■ GOAL: Render the lines of the items, starting at the line that contains "Phrase -- pcextreme logo" and ending at the last line of the items, as a JSON list of strings with one string per line and blank lines left out.

■ TASK MATERIAL:
━━━━━━━━━━━━━━━━━━━━━━━━━━━━━━

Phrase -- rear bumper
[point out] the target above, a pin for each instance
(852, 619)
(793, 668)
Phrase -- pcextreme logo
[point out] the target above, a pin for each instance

━━━━━━━━━━━━━━━━━━━━━━━━━━━━━━

■ FINAL ANSWER:
[
  "Phrase -- pcextreme logo",
  "[point out] the target above, a pin for each instance"
]